Problem to work on:
Please identify every line in the entries below that contains the string "pole" and copy each of those lines. Case matters.

Record extracts:
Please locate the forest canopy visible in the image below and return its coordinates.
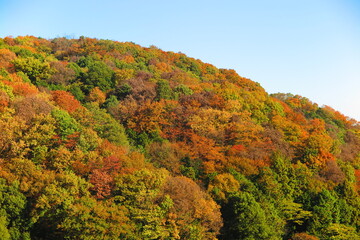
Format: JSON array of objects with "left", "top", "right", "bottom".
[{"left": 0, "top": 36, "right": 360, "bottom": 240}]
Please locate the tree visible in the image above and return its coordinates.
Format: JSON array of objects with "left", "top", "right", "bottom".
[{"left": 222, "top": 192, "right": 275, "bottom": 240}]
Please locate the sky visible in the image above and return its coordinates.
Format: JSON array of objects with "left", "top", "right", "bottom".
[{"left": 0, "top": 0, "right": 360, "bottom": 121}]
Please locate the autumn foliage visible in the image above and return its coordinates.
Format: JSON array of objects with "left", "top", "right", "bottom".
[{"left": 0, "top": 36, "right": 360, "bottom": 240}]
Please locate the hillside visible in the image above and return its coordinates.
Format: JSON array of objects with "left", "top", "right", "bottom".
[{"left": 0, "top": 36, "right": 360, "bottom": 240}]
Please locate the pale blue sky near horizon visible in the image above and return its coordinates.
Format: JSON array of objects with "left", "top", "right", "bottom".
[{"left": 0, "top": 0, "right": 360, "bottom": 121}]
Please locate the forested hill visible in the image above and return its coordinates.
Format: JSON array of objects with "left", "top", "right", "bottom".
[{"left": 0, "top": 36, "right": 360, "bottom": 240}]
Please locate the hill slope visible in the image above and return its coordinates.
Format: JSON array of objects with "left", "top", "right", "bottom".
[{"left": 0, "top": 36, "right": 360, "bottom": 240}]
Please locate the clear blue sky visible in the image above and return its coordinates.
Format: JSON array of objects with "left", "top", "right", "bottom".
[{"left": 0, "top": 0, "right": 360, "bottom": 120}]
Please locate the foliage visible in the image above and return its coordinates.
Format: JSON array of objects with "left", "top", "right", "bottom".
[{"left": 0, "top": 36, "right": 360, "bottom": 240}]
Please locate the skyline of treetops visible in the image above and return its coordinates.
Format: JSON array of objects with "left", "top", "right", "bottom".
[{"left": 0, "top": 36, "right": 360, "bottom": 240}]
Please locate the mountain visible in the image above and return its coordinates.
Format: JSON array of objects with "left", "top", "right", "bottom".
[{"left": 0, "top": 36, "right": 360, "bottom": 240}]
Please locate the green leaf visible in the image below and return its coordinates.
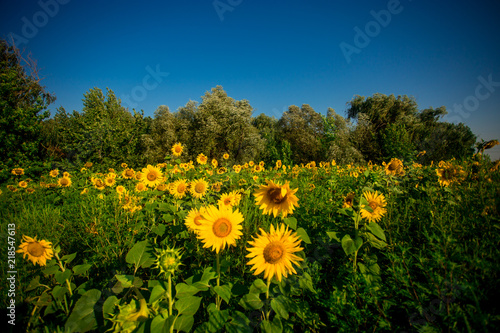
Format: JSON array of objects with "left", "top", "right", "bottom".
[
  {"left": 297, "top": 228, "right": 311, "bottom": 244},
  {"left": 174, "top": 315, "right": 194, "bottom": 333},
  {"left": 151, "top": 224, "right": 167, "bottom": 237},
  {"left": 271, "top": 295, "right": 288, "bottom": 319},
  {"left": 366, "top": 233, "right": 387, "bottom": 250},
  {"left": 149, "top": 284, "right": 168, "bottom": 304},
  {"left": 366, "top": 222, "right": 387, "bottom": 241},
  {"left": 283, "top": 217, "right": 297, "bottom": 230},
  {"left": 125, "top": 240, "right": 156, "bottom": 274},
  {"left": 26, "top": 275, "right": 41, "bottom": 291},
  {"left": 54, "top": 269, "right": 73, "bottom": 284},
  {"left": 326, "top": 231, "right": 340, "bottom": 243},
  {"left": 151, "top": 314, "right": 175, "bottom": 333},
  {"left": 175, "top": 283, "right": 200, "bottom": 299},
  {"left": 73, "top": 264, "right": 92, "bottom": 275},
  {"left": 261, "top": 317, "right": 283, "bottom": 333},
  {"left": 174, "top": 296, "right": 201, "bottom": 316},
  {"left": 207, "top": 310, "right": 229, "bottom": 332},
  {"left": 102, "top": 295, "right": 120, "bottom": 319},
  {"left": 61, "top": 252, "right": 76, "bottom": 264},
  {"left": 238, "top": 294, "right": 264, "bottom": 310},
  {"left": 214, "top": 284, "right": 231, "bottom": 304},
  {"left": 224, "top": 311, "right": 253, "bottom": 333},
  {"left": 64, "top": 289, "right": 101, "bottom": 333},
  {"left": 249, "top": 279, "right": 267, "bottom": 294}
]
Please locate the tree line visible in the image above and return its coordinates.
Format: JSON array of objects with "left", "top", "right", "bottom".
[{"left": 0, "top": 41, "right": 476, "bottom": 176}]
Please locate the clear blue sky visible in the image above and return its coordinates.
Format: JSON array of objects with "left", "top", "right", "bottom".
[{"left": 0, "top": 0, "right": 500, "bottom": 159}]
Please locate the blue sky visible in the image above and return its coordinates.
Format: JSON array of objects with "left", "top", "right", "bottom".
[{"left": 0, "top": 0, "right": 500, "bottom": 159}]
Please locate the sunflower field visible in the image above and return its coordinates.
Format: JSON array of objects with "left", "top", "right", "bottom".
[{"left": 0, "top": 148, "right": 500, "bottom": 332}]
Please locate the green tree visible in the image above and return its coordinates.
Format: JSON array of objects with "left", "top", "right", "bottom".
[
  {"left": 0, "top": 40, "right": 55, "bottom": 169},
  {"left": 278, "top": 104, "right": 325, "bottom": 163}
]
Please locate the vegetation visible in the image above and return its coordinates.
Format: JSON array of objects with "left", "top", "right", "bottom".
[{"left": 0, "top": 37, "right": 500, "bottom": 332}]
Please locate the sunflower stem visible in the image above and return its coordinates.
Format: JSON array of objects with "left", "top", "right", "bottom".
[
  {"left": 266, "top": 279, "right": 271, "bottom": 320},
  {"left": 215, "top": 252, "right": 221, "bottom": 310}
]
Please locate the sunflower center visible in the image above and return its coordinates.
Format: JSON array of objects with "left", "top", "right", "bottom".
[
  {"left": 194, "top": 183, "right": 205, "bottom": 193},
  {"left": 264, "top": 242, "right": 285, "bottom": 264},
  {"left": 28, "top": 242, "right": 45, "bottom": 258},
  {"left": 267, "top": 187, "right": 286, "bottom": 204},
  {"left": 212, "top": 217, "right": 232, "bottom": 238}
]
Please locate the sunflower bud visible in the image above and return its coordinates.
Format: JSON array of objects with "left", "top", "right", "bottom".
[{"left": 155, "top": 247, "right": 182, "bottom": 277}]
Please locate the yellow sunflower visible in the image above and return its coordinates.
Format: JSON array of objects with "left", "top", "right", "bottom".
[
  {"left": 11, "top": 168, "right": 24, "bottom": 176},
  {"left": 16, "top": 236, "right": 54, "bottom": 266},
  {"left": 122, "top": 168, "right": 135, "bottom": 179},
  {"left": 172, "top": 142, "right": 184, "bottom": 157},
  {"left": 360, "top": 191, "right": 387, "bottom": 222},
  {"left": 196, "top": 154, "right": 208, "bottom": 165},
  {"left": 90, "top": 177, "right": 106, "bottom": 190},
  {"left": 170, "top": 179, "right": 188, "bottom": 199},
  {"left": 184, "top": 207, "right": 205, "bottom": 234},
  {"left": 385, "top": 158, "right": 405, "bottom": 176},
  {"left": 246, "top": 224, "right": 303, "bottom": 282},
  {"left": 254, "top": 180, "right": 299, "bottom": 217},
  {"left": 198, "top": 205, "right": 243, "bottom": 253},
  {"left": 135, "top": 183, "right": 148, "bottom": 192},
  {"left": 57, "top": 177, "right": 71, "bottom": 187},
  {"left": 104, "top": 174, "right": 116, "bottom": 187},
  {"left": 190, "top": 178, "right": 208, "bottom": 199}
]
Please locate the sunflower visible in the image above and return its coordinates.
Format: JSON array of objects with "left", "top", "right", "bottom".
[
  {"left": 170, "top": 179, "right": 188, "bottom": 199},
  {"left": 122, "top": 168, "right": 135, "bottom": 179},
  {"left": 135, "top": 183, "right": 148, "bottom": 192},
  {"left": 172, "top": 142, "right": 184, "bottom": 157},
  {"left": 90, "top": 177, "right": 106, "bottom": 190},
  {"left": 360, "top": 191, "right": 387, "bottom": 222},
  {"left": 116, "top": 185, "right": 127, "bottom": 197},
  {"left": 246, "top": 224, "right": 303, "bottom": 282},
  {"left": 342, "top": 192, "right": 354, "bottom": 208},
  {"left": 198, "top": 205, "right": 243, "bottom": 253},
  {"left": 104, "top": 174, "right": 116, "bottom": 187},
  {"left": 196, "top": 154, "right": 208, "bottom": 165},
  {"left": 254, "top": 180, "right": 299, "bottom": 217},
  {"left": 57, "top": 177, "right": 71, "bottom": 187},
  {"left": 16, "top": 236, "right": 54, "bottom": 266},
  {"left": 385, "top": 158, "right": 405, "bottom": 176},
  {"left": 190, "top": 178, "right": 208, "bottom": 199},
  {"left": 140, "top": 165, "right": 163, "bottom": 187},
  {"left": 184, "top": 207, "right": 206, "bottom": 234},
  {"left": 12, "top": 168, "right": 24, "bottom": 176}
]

* * *

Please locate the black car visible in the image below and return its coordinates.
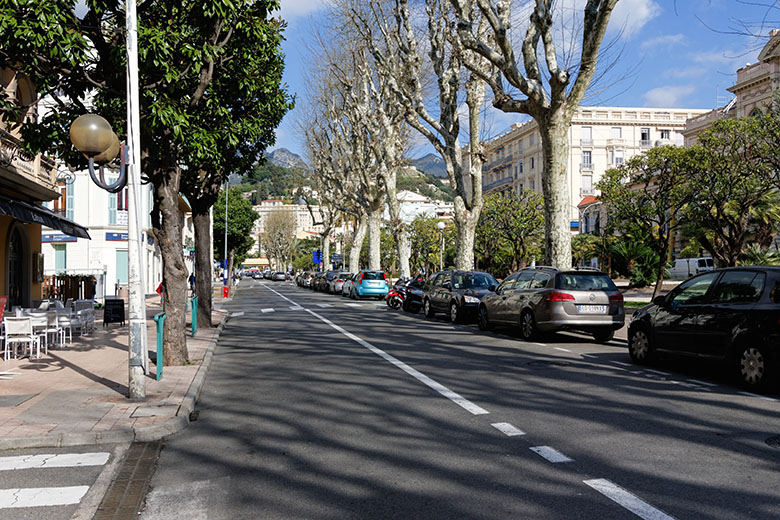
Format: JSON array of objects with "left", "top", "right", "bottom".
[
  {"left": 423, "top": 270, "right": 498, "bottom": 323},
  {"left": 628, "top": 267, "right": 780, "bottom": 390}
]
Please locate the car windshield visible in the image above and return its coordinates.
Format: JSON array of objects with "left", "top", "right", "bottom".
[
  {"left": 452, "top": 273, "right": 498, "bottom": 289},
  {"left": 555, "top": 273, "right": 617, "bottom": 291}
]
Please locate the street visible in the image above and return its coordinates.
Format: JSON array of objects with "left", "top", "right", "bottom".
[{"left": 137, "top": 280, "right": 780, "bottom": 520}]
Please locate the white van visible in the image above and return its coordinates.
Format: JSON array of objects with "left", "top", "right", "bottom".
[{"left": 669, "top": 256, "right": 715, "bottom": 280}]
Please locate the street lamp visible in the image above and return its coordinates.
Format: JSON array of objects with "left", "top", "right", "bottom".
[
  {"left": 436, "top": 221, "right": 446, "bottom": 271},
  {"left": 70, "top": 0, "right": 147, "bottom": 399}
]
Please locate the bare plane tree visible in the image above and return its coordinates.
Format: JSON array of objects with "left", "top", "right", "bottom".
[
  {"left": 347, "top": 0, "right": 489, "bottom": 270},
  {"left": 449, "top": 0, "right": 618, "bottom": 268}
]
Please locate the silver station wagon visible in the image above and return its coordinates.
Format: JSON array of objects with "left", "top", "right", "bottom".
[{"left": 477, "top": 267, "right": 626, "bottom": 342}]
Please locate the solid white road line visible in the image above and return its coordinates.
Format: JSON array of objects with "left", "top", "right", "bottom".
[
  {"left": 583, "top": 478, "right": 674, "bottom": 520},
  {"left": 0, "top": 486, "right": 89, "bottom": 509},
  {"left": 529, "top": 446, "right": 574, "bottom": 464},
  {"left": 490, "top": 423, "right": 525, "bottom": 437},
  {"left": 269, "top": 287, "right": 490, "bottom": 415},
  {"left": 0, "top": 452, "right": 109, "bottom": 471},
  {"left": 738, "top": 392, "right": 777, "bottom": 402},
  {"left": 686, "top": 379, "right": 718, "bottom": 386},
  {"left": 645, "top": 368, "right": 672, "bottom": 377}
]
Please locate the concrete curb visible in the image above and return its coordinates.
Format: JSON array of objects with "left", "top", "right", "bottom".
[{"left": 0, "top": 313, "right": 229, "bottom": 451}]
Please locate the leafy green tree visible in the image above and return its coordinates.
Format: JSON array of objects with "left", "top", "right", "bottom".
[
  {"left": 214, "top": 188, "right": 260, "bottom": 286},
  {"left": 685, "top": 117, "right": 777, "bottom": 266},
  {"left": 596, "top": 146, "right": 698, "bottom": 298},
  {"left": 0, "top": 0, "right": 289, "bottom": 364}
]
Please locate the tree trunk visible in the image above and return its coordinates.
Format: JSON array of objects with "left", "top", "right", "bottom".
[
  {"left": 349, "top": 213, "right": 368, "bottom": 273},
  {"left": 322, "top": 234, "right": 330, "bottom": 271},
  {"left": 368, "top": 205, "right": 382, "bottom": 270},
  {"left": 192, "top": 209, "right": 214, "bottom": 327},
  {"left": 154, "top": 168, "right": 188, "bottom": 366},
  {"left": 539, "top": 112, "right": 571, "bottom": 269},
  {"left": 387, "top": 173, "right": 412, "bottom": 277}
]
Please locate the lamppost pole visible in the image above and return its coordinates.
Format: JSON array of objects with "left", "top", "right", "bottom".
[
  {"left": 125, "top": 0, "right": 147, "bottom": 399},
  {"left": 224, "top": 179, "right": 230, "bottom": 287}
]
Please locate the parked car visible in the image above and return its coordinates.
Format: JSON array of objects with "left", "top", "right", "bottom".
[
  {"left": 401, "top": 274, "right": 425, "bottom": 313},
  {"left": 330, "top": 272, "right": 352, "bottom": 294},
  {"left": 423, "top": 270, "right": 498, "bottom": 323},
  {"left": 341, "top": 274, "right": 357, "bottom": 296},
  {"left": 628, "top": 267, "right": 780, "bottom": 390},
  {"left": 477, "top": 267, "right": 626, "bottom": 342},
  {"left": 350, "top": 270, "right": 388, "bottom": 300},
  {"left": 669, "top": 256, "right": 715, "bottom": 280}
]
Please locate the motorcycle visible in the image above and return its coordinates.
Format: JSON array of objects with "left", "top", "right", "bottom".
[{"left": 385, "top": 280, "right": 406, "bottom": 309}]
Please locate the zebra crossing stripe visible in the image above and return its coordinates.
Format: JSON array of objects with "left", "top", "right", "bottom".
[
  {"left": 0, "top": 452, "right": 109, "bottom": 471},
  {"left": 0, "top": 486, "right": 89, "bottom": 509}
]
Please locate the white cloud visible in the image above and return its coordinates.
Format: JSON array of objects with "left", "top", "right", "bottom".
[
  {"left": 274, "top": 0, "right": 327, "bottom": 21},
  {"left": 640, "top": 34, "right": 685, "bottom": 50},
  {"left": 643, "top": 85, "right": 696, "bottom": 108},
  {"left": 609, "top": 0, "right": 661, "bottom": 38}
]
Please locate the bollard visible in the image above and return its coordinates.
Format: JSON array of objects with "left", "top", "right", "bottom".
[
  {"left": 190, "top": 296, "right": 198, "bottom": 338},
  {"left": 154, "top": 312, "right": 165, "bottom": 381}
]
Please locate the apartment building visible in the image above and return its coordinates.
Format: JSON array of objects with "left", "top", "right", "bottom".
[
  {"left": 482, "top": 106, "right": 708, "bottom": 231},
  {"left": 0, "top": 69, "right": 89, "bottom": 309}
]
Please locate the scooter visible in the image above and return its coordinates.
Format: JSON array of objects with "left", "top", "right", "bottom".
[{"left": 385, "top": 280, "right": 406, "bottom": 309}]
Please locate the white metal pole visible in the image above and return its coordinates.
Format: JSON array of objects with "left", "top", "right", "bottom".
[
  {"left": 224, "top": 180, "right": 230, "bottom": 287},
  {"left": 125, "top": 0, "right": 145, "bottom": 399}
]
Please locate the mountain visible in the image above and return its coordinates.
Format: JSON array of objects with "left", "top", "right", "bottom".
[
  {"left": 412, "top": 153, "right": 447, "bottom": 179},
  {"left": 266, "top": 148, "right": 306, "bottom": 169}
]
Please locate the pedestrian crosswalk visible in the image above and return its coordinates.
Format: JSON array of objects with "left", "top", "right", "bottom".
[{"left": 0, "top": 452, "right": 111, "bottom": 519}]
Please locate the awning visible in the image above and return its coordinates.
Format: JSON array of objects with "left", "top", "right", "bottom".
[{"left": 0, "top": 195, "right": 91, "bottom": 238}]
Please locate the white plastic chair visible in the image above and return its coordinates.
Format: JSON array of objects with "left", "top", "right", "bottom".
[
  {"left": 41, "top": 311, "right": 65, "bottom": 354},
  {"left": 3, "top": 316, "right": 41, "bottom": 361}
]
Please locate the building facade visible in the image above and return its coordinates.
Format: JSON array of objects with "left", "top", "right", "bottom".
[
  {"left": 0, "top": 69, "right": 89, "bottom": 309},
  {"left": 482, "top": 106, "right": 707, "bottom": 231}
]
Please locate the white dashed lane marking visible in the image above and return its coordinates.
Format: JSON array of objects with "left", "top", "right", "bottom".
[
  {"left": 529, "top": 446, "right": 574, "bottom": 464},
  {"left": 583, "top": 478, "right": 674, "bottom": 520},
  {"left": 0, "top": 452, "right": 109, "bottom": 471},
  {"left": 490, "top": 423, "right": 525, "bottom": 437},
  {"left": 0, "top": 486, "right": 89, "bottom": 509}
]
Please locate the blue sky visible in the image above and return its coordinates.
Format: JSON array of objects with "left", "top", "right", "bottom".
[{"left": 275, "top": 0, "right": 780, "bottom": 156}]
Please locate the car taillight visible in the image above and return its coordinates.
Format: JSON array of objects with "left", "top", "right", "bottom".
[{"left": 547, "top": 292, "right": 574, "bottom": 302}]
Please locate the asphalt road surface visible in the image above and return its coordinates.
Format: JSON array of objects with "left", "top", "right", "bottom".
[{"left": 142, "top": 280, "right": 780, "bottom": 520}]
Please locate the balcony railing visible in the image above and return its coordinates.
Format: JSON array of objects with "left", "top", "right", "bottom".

Answer below:
Please locate the lamppost pole visible in the image above and return its coordinates.
Please locate the white metal pole visible in the image above and return its coordinates.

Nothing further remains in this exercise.